- RECORDS SHOWN:

-*-*-

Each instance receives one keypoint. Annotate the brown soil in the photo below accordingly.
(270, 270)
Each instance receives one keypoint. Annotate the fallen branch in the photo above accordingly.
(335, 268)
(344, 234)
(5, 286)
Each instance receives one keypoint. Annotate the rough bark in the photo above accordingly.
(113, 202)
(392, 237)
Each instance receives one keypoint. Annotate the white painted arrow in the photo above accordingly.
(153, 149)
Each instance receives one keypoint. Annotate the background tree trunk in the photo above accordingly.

-*-*-

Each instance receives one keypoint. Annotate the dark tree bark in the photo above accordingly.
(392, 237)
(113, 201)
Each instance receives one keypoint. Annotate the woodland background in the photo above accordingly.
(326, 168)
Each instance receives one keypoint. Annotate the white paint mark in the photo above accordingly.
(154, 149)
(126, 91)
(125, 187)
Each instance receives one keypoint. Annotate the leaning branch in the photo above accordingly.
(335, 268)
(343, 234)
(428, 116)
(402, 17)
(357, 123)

-*-*-

Reproduce, word for word, the stretch of lines that opens with the line containing "Each instance receives one keypoint. Annotate the brown" and closes with the line containing "Each instance receives one keypoint. Annotate the background". Include both of those lines.

- COMPLETE RESPONSE:
Each instance receives one keypoint. Annotate the brown soil in the photo below accordingly.
(270, 270)
Each instance receives one keypoint. Annotate the fallen branch in the photo above accordingly.
(335, 268)
(344, 234)
(5, 286)
Each instance receives one keypoint. Annotate the rough bark in the photo above accordingly.
(113, 202)
(392, 237)
Each instance receives one keypoint. Annotate the white painted arrow in the photo above accordingly.
(153, 149)
Each instance receives one keypoint. Annotate the background tree trunk in the photo above accordingly.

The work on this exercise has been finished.